— Reading passage —
^^^^

Since discovering the writings of Christopher Hitchens in the pages of The Nation (before he had a post 9/11 hissyfit and stomped off its pages) many years ago, I’ve had an odd relationship with him as a reader, mixed with admiration and disappointment.
Given his passing, I’ve found myself revisiting these feelings, and offer the following thoughts for whatever they might be worth . . .
First, cancer can suck it.
Second, seriously, cancer can suck it. Hard.
Third, my ambivalent feelings about Hitchens come in part from the mixed bag of his political positions. Yes, Kissinger did criminal things. But the man who made the case against Kissinger turns around and supports an illegal and immoral war in Iraq? Yes, waterboarding is obviously torture. But Bush deserved reelection?

^^^^

— Available data —
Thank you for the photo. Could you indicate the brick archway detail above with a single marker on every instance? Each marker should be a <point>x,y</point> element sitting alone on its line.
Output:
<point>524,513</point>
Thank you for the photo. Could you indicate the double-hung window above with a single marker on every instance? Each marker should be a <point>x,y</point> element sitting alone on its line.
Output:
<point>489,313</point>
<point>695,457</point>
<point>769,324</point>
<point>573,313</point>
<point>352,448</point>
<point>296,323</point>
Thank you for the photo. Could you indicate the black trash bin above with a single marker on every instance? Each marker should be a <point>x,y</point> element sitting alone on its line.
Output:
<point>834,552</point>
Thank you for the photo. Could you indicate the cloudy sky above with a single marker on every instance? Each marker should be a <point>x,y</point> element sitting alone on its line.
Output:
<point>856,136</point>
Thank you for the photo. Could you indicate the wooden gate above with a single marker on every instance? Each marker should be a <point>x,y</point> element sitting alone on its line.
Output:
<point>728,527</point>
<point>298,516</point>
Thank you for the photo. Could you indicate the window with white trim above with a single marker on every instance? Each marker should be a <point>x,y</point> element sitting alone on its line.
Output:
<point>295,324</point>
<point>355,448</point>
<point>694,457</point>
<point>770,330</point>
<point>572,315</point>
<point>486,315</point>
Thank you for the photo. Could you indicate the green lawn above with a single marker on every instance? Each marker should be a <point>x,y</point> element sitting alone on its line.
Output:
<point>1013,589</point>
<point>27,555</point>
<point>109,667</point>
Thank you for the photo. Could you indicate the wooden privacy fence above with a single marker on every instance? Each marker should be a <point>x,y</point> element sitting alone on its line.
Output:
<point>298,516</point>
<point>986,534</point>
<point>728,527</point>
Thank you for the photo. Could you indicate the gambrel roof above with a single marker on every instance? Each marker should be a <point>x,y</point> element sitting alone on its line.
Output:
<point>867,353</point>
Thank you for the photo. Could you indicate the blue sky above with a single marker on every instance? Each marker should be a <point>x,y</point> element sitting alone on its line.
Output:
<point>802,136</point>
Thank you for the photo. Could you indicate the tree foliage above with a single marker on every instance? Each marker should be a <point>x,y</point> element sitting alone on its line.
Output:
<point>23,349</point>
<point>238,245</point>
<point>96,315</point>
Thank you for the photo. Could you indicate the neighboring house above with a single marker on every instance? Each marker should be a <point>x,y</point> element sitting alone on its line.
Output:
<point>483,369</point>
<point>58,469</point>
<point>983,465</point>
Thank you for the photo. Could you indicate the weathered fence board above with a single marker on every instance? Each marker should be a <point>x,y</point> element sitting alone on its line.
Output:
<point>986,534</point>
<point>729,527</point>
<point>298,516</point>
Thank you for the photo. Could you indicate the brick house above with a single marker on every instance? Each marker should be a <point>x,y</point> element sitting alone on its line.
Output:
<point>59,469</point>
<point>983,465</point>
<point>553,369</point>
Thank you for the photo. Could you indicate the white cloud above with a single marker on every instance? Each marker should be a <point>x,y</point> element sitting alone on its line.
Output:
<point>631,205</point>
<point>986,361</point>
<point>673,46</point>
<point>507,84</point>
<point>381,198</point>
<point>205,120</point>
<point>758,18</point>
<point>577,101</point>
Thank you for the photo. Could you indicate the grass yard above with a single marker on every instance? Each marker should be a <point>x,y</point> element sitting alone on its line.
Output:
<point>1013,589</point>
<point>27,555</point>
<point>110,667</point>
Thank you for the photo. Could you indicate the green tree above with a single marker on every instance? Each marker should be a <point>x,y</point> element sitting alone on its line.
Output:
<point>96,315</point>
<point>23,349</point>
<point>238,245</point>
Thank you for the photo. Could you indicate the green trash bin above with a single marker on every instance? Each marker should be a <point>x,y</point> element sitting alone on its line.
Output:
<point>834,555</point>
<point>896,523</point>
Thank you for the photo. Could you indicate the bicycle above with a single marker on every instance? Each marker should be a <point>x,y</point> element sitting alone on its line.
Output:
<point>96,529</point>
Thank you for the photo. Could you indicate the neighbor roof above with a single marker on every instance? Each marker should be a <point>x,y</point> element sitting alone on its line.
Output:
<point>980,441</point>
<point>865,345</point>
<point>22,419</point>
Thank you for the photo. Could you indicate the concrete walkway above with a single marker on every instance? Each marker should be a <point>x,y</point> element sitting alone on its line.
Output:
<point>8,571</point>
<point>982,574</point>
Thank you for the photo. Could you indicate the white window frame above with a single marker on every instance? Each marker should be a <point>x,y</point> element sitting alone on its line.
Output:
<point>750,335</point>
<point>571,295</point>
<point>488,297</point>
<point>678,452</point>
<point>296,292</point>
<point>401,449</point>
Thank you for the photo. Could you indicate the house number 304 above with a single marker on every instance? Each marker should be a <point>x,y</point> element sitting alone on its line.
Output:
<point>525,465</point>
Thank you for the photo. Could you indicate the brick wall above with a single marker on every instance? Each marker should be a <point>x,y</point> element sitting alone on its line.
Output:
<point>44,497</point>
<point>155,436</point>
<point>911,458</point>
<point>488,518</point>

^^^^

— Task —
In the piece on Christopher Hitchens, take the stretch that begins with the words "First, cancer can" and ends with "Bush deserved reelection?", and write it out again with "Kissinger" changed to "Nixon" everywhere it occurs.

— Task response —
First, cancer can suck it.
Second, seriously, cancer can suck it. Hard.
Third, my ambivalent feelings about Hitchens come in part from the mixed bag of his political positions. Yes, Nixon did criminal things. But the man who made the case against Nixon turns around and supports an illegal and immoral war in Iraq? Yes, waterboarding is obviously torture. But Bush deserved reelection?